Top of MATERIAL SUPPLIED

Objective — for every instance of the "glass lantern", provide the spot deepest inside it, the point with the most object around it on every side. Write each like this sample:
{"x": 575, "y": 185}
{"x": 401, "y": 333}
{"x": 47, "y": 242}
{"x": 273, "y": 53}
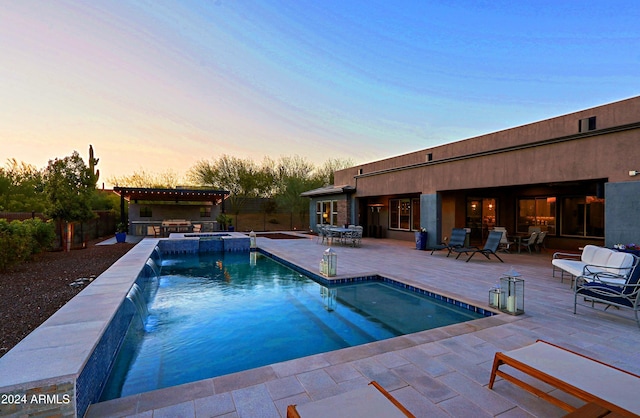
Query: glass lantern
{"x": 512, "y": 287}
{"x": 329, "y": 264}
{"x": 252, "y": 240}
{"x": 496, "y": 297}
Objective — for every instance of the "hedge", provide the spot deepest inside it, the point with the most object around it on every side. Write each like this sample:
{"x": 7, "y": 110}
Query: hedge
{"x": 21, "y": 240}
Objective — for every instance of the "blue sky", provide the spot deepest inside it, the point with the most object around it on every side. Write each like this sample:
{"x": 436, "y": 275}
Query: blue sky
{"x": 159, "y": 85}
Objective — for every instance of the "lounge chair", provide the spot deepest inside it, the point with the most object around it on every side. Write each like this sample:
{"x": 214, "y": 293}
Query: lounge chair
{"x": 457, "y": 240}
{"x": 619, "y": 288}
{"x": 587, "y": 379}
{"x": 370, "y": 401}
{"x": 490, "y": 247}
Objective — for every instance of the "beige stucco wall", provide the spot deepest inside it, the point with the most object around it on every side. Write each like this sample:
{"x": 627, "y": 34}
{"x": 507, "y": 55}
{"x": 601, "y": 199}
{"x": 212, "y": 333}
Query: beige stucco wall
{"x": 595, "y": 155}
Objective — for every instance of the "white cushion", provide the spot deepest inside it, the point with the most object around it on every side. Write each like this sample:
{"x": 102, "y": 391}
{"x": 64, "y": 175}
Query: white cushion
{"x": 573, "y": 267}
{"x": 589, "y": 253}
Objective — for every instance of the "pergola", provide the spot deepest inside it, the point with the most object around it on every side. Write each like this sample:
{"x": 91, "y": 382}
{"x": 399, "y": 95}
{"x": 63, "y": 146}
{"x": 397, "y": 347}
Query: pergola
{"x": 168, "y": 195}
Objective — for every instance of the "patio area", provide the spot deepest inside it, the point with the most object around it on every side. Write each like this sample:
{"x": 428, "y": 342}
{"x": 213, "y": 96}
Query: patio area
{"x": 437, "y": 373}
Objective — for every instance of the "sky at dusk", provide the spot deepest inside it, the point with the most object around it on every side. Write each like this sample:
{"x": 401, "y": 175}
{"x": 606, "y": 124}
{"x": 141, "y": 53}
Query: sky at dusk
{"x": 159, "y": 85}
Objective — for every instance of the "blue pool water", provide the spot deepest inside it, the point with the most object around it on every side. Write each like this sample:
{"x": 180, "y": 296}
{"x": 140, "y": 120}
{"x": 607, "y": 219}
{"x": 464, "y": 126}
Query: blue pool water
{"x": 214, "y": 314}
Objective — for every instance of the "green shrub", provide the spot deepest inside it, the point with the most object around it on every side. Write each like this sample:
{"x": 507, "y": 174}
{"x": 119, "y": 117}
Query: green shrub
{"x": 42, "y": 234}
{"x": 20, "y": 240}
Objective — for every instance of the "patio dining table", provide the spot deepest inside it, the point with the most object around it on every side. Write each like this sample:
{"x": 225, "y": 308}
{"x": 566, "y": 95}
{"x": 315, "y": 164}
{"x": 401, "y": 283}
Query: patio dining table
{"x": 339, "y": 232}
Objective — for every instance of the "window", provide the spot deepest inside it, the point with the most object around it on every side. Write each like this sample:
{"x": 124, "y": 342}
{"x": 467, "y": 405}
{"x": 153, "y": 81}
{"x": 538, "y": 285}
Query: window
{"x": 327, "y": 212}
{"x": 583, "y": 216}
{"x": 145, "y": 212}
{"x": 415, "y": 214}
{"x": 537, "y": 212}
{"x": 404, "y": 214}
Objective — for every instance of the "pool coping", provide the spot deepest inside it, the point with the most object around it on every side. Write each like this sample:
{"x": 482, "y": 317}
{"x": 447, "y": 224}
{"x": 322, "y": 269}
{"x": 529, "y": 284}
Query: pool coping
{"x": 53, "y": 358}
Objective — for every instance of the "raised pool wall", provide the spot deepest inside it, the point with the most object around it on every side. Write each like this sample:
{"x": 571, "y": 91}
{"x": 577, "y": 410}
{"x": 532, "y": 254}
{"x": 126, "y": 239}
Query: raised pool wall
{"x": 61, "y": 367}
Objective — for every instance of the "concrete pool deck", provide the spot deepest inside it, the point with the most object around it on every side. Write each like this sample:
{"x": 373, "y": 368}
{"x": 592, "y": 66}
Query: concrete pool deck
{"x": 441, "y": 372}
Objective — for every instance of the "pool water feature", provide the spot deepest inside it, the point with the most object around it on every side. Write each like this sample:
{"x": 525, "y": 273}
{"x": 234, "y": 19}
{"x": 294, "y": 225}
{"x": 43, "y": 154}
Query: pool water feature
{"x": 219, "y": 313}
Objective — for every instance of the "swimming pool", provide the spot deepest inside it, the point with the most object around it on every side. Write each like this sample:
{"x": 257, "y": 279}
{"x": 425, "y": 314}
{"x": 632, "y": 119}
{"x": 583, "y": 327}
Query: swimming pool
{"x": 219, "y": 313}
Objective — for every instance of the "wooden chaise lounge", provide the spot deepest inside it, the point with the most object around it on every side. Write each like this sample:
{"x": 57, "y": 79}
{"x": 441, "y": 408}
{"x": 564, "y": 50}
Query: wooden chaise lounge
{"x": 590, "y": 380}
{"x": 370, "y": 401}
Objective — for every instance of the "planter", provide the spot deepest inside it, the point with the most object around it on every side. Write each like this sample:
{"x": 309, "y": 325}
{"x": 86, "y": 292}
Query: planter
{"x": 121, "y": 236}
{"x": 421, "y": 241}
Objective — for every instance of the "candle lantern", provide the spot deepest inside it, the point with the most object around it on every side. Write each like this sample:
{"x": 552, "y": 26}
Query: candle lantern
{"x": 252, "y": 240}
{"x": 496, "y": 297}
{"x": 512, "y": 287}
{"x": 329, "y": 264}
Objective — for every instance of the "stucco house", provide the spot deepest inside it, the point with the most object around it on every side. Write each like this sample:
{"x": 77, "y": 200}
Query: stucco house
{"x": 576, "y": 176}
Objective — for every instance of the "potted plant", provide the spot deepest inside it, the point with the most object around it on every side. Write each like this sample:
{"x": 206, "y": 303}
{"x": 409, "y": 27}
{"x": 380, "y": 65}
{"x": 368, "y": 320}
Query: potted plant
{"x": 121, "y": 232}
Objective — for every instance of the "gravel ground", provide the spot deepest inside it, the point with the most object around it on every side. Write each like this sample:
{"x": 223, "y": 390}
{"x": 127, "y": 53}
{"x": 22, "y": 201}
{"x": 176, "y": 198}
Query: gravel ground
{"x": 32, "y": 292}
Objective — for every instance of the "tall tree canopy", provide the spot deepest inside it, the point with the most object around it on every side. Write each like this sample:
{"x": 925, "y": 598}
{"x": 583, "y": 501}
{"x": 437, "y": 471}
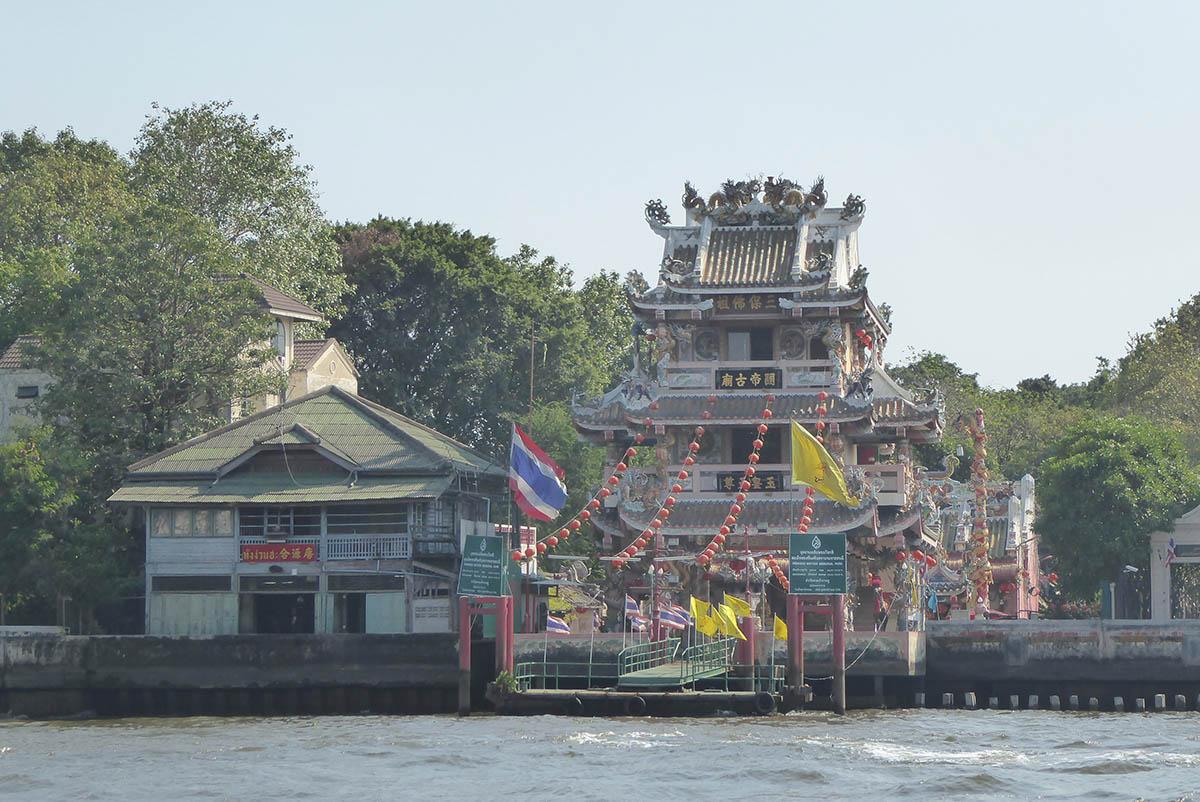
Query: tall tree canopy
{"x": 1107, "y": 484}
{"x": 448, "y": 331}
{"x": 245, "y": 179}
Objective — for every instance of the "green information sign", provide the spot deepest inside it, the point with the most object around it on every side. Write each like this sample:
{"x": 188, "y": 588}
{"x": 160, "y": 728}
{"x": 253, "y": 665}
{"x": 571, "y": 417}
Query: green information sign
{"x": 816, "y": 564}
{"x": 483, "y": 567}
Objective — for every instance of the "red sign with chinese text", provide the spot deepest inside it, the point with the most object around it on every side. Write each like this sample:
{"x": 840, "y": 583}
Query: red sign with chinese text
{"x": 279, "y": 552}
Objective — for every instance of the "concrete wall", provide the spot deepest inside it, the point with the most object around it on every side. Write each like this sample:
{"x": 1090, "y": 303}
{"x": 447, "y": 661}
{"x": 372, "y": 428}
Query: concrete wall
{"x": 1108, "y": 651}
{"x": 33, "y": 662}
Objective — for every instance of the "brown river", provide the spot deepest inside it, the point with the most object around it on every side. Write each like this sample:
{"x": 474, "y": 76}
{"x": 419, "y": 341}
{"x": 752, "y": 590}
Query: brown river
{"x": 867, "y": 755}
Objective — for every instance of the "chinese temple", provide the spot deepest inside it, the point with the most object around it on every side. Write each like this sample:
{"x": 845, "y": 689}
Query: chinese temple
{"x": 761, "y": 303}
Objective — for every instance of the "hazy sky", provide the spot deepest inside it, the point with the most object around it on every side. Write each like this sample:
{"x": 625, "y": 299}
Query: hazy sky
{"x": 1029, "y": 167}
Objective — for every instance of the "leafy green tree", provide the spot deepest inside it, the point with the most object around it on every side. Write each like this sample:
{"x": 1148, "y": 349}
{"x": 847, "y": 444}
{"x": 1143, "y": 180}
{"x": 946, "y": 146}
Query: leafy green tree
{"x": 246, "y": 179}
{"x": 151, "y": 341}
{"x": 1107, "y": 484}
{"x": 52, "y": 195}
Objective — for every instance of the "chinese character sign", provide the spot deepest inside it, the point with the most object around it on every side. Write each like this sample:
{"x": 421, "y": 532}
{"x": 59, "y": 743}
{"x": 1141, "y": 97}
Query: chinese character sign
{"x": 279, "y": 552}
{"x": 749, "y": 378}
{"x": 741, "y": 304}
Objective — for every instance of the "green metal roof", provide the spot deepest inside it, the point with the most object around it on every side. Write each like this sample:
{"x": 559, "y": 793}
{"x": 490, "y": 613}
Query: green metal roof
{"x": 271, "y": 489}
{"x": 372, "y": 437}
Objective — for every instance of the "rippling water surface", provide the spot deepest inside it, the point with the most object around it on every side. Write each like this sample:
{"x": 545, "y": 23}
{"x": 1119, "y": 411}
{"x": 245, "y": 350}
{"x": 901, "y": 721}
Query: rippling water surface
{"x": 873, "y": 755}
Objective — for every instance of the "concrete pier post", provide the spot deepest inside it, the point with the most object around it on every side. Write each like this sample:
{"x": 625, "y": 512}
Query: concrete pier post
{"x": 465, "y": 656}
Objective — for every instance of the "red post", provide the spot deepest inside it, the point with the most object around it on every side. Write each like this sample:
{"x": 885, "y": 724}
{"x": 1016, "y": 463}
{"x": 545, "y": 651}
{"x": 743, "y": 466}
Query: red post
{"x": 838, "y": 624}
{"x": 795, "y": 646}
{"x": 463, "y": 656}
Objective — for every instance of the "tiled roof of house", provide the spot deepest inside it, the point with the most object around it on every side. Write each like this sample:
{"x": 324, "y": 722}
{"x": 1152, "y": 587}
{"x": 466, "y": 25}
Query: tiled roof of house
{"x": 306, "y": 351}
{"x": 15, "y": 355}
{"x": 749, "y": 257}
{"x": 366, "y": 436}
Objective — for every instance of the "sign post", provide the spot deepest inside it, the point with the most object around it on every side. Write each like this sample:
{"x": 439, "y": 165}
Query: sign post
{"x": 816, "y": 566}
{"x": 481, "y": 591}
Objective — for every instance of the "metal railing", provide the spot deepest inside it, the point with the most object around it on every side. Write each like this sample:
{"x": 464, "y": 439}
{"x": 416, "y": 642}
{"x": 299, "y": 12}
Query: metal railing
{"x": 648, "y": 654}
{"x": 705, "y": 657}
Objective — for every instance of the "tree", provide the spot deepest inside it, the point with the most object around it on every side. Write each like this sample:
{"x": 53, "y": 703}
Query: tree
{"x": 151, "y": 341}
{"x": 1107, "y": 484}
{"x": 447, "y": 331}
{"x": 52, "y": 195}
{"x": 247, "y": 181}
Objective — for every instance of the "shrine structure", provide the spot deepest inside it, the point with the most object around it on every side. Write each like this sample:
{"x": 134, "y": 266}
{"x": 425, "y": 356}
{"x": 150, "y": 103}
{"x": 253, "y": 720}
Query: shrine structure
{"x": 761, "y": 304}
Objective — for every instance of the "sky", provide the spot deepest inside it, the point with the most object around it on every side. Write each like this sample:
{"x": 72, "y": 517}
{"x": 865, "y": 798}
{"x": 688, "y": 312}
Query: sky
{"x": 1029, "y": 168}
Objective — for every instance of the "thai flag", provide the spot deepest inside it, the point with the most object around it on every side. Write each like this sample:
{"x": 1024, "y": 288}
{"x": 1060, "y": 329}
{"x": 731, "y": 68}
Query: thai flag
{"x": 670, "y": 618}
{"x": 633, "y": 611}
{"x": 535, "y": 479}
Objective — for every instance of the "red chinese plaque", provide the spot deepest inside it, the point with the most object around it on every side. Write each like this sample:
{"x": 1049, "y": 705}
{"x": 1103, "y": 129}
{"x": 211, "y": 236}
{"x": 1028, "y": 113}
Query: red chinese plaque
{"x": 279, "y": 552}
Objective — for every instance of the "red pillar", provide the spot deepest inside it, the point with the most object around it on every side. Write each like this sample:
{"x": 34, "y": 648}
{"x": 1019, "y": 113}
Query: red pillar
{"x": 463, "y": 656}
{"x": 795, "y": 646}
{"x": 839, "y": 653}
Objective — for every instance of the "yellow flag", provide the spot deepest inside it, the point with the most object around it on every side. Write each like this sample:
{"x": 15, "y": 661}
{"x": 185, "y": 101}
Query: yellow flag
{"x": 742, "y": 609}
{"x": 813, "y": 465}
{"x": 727, "y": 622}
{"x": 702, "y": 616}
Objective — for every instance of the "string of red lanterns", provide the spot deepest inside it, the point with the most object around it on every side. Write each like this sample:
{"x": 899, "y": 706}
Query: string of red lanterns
{"x": 731, "y": 520}
{"x": 660, "y": 516}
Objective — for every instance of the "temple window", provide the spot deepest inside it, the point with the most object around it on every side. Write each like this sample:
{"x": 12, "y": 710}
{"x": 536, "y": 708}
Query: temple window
{"x": 751, "y": 345}
{"x": 742, "y": 443}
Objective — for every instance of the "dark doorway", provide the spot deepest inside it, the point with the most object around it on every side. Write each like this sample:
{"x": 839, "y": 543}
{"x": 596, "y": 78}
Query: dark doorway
{"x": 285, "y": 614}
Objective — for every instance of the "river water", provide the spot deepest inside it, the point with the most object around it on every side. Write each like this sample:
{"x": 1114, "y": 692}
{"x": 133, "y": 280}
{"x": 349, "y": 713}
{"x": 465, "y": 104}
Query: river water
{"x": 865, "y": 755}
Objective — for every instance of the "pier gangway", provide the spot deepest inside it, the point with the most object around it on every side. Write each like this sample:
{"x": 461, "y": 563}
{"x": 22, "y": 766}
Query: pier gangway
{"x": 669, "y": 663}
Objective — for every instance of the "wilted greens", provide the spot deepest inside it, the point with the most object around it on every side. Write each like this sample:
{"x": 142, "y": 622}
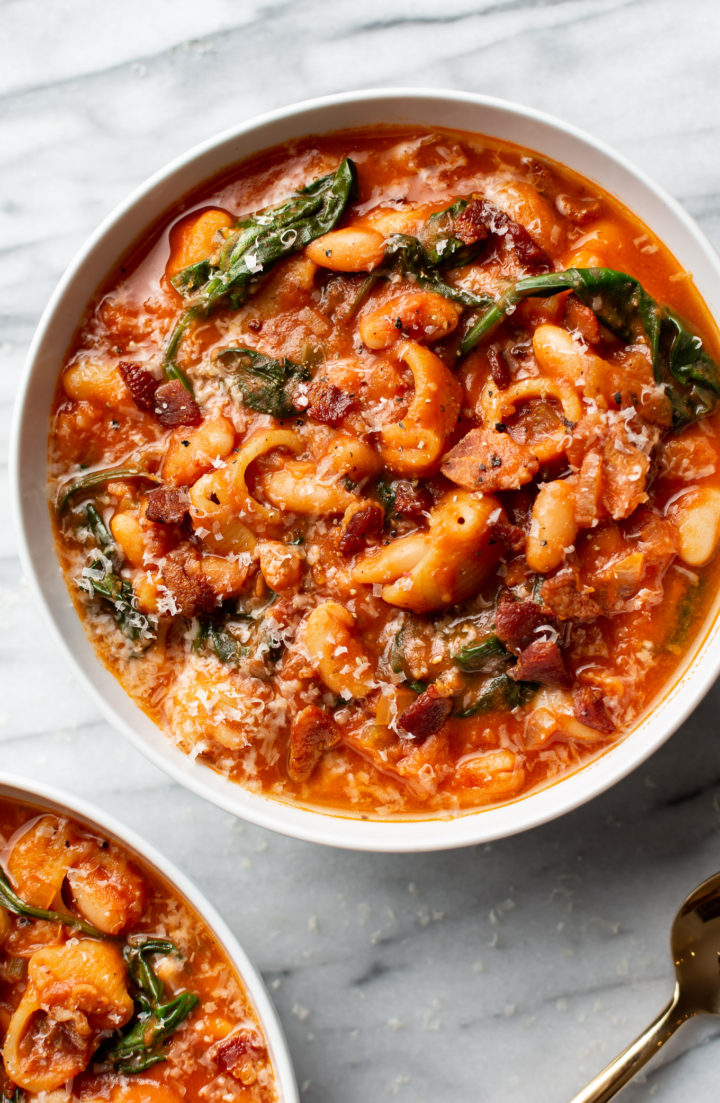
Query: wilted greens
{"x": 473, "y": 656}
{"x": 11, "y": 902}
{"x": 680, "y": 364}
{"x": 103, "y": 578}
{"x": 257, "y": 243}
{"x": 502, "y": 693}
{"x": 265, "y": 384}
{"x": 96, "y": 479}
{"x": 141, "y": 1043}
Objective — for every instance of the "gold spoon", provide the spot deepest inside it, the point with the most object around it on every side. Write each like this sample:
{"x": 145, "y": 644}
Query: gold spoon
{"x": 695, "y": 942}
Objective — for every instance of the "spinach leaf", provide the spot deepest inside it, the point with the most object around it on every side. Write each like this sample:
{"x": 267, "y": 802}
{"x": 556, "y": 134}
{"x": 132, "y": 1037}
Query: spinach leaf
{"x": 473, "y": 656}
{"x": 103, "y": 578}
{"x": 256, "y": 244}
{"x": 410, "y": 257}
{"x": 680, "y": 364}
{"x": 11, "y": 902}
{"x": 141, "y": 1043}
{"x": 227, "y": 649}
{"x": 96, "y": 479}
{"x": 265, "y": 384}
{"x": 502, "y": 693}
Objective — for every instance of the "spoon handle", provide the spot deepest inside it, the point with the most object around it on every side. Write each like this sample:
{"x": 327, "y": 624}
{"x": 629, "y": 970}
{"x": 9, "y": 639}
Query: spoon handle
{"x": 616, "y": 1074}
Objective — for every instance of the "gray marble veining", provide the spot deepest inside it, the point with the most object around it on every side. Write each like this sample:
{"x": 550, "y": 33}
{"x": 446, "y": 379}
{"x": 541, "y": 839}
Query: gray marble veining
{"x": 505, "y": 973}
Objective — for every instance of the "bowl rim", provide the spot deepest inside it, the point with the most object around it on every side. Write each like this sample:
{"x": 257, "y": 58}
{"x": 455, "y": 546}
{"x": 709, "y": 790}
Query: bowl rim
{"x": 322, "y": 825}
{"x": 14, "y": 786}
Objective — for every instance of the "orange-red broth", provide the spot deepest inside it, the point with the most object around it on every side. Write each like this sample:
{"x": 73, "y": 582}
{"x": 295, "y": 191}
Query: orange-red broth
{"x": 242, "y": 727}
{"x": 218, "y": 1053}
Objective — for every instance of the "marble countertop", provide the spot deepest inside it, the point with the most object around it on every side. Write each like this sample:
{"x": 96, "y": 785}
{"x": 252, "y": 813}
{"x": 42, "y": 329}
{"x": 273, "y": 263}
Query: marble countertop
{"x": 504, "y": 973}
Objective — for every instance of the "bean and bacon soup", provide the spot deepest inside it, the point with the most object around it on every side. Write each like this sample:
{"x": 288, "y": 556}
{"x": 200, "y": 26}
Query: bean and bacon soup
{"x": 385, "y": 474}
{"x": 111, "y": 987}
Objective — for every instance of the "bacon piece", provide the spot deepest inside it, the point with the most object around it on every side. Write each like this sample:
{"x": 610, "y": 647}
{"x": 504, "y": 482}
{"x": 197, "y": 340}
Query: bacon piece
{"x": 589, "y": 488}
{"x": 508, "y": 534}
{"x": 280, "y": 565}
{"x": 687, "y": 458}
{"x": 589, "y": 707}
{"x": 361, "y": 522}
{"x": 182, "y": 575}
{"x": 174, "y": 405}
{"x": 541, "y": 661}
{"x": 140, "y": 383}
{"x": 561, "y": 596}
{"x": 313, "y": 731}
{"x": 489, "y": 460}
{"x": 498, "y": 368}
{"x": 411, "y": 501}
{"x": 581, "y": 319}
{"x": 625, "y": 466}
{"x": 480, "y": 212}
{"x": 329, "y": 404}
{"x": 516, "y": 623}
{"x": 168, "y": 504}
{"x": 624, "y": 478}
{"x": 578, "y": 207}
{"x": 470, "y": 224}
{"x": 427, "y": 715}
{"x": 235, "y": 1050}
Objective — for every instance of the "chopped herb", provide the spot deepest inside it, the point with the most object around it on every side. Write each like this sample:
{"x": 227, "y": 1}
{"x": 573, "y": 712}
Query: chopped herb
{"x": 386, "y": 494}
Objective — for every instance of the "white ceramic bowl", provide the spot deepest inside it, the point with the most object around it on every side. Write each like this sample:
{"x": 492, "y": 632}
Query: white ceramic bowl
{"x": 54, "y": 800}
{"x": 418, "y": 107}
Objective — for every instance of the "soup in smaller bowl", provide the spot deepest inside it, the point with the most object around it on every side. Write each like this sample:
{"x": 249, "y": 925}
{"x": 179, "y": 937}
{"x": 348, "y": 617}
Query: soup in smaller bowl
{"x": 115, "y": 989}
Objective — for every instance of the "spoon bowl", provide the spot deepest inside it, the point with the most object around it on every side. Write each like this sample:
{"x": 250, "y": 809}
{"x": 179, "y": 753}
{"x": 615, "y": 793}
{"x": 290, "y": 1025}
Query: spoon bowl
{"x": 695, "y": 942}
{"x": 696, "y": 948}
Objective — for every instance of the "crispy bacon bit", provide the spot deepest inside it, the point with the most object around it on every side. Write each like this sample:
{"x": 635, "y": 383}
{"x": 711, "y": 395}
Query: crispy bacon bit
{"x": 581, "y": 319}
{"x": 489, "y": 460}
{"x": 362, "y": 521}
{"x": 589, "y": 707}
{"x": 541, "y": 662}
{"x": 578, "y": 209}
{"x": 561, "y": 595}
{"x": 427, "y": 715}
{"x": 140, "y": 383}
{"x": 480, "y": 212}
{"x": 280, "y": 565}
{"x": 411, "y": 501}
{"x": 517, "y": 622}
{"x": 168, "y": 504}
{"x": 313, "y": 732}
{"x": 470, "y": 224}
{"x": 587, "y": 502}
{"x": 237, "y": 1050}
{"x": 624, "y": 478}
{"x": 174, "y": 405}
{"x": 182, "y": 575}
{"x": 328, "y": 403}
{"x": 498, "y": 368}
{"x": 508, "y": 534}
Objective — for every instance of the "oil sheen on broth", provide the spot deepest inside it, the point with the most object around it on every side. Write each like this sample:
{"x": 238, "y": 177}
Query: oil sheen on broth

Bottom of MATERIAL SUPPLIED

--- PROBLEM DESCRIPTION ---
Search the records above for "sheen". Copy each line where it is found.

--- FINISHED TASK ---
Objective — for every instance of the "oil sheen on broth", provide the spot deepest inside it, the point with the most object around it on every side. Write each like this sample:
Query: oil sheen on broth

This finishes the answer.